### WRITTEN EXERCISE
Convert the data below into a numbered list that gives each line its own number, and drop the blank lines.
# START OF DATA SUPPLIED
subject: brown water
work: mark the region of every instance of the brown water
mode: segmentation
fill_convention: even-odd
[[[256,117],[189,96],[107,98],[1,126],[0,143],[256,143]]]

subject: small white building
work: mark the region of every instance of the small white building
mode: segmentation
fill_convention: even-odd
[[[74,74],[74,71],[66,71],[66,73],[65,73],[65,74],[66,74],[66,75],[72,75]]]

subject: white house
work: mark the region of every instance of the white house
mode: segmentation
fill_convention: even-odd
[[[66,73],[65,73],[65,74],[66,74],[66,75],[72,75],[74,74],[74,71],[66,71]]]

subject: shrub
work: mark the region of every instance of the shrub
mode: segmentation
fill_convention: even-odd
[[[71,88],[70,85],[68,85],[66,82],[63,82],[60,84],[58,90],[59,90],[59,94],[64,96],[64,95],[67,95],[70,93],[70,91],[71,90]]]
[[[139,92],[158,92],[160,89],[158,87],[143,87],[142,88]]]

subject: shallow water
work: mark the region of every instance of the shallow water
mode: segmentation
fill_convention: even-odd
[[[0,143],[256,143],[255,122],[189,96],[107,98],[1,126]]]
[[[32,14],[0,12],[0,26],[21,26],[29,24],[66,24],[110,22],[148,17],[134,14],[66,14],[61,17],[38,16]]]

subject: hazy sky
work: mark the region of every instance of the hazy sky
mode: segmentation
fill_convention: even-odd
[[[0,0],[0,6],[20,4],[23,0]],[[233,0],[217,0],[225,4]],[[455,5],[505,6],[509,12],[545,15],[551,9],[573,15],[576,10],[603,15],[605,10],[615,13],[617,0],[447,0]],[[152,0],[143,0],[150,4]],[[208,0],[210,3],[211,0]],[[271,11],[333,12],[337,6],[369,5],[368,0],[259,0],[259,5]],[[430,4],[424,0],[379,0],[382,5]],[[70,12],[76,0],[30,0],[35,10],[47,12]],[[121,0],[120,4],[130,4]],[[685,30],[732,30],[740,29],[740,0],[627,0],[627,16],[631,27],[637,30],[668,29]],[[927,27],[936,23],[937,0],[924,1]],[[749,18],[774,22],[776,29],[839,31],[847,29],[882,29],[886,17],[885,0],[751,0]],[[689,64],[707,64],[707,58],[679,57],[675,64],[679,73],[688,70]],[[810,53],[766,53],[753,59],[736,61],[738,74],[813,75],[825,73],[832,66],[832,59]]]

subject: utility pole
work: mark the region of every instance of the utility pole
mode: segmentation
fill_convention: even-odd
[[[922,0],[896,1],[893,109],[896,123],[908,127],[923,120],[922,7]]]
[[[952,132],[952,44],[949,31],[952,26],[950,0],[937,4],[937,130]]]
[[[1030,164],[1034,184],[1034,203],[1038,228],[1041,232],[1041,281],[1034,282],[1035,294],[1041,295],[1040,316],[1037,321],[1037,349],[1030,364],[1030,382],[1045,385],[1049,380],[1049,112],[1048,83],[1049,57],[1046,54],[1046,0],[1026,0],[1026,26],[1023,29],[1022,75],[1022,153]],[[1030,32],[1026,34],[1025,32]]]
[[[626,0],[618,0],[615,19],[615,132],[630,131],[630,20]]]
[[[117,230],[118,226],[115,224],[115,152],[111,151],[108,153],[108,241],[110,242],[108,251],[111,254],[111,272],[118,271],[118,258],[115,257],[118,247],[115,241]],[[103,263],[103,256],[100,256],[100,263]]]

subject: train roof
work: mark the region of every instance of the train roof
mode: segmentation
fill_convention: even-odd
# END OF DATA SUPPLIED
### ANSWER BELOW
1. subject: brown water
2. work: mark the region of every instance of the brown water
3. mode: segmentation
4. fill_convention: even-odd
5. [[[256,117],[189,96],[107,98],[1,126],[0,143],[256,143]]]
6. subject: small white building
7. work: mark the region of every instance of the small white building
8. mode: segmentation
9. fill_convention: even-odd
10. [[[74,74],[74,71],[66,71],[66,73],[65,73],[65,74],[66,74],[66,75],[72,75]]]
11. subject: white house
12. work: mark the region of every instance of the white house
13. mode: segmentation
14. fill_convention: even-odd
15. [[[66,73],[65,73],[65,74],[66,74],[66,75],[72,75],[74,74],[74,71],[66,71]]]
16. subject: shrub
17. work: mark the region of every instance of the shrub
18. mode: segmentation
19. fill_convention: even-odd
20. [[[71,88],[70,85],[68,85],[66,82],[63,82],[60,84],[58,90],[59,90],[59,94],[64,96],[64,95],[67,95],[70,93],[70,91],[71,90]]]
21. [[[139,92],[158,92],[160,89],[158,87],[143,87],[142,88]]]
22. subject: shallow water
23. work: mark the region of every instance of the shallow water
24. mode: segmentation
25. fill_convention: even-odd
26. [[[0,143],[256,143],[255,122],[189,96],[107,98],[1,126]]]
27. [[[32,14],[0,12],[0,26],[21,26],[29,24],[66,24],[110,22],[148,17],[134,14],[66,14],[61,17],[38,16]]]
28. subject: hazy sky
29. work: mark the region of every instance of the hazy sky
30. mode: segmentation
31. fill_convention: even-odd
32. [[[0,0],[0,6],[20,4],[23,0]],[[233,0],[217,0],[225,4]],[[455,5],[505,6],[509,12],[545,15],[551,9],[573,15],[576,10],[603,15],[605,10],[615,13],[617,0],[447,0]],[[152,0],[143,0],[150,4]],[[208,0],[210,3],[211,0]],[[271,11],[333,12],[337,6],[369,5],[368,0],[259,0],[259,5]],[[430,4],[424,0],[379,0],[382,5]],[[70,12],[76,0],[30,0],[35,10],[47,12]],[[121,0],[120,4],[130,4]],[[685,30],[732,30],[740,29],[740,0],[627,0],[627,16],[631,27],[637,30],[668,29]],[[927,27],[936,23],[937,0],[924,1]],[[749,18],[774,22],[776,29],[839,31],[847,29],[882,29],[886,17],[885,0],[751,0]],[[689,64],[707,64],[707,58],[679,57],[675,64],[679,73],[688,70]],[[810,53],[766,53],[753,59],[736,61],[738,74],[813,75],[825,73],[832,66],[832,59]]]
33. subject: utility pole
34. work: mark the region of every instance of the utility pole
35. mode: segmentation
36. fill_convention: even-odd
37. [[[922,0],[896,1],[893,109],[896,123],[908,127],[923,120],[922,7]]]
38. [[[952,132],[952,44],[949,31],[952,26],[950,0],[937,4],[937,130]]]
39. [[[1030,164],[1034,184],[1034,203],[1038,228],[1041,232],[1041,281],[1034,282],[1035,294],[1041,295],[1040,316],[1037,321],[1037,349],[1030,364],[1030,382],[1045,385],[1049,380],[1049,112],[1048,83],[1049,57],[1046,54],[1046,0],[1026,0],[1026,26],[1023,29],[1022,75],[1022,153]],[[1030,32],[1026,34],[1025,32]]]
40. [[[626,0],[618,0],[615,19],[615,132],[630,131],[630,20]]]
41. [[[117,230],[118,226],[115,224],[115,152],[111,151],[108,153],[108,241],[110,242],[108,251],[111,254],[111,272],[118,271],[118,258],[115,257],[118,247],[115,241]],[[103,263],[103,256],[100,256],[100,263]]]
42. subject: train roof
43. work: mark the region of every instance of the train roof
44. mode: segmentation
45. fill_convention: even-odd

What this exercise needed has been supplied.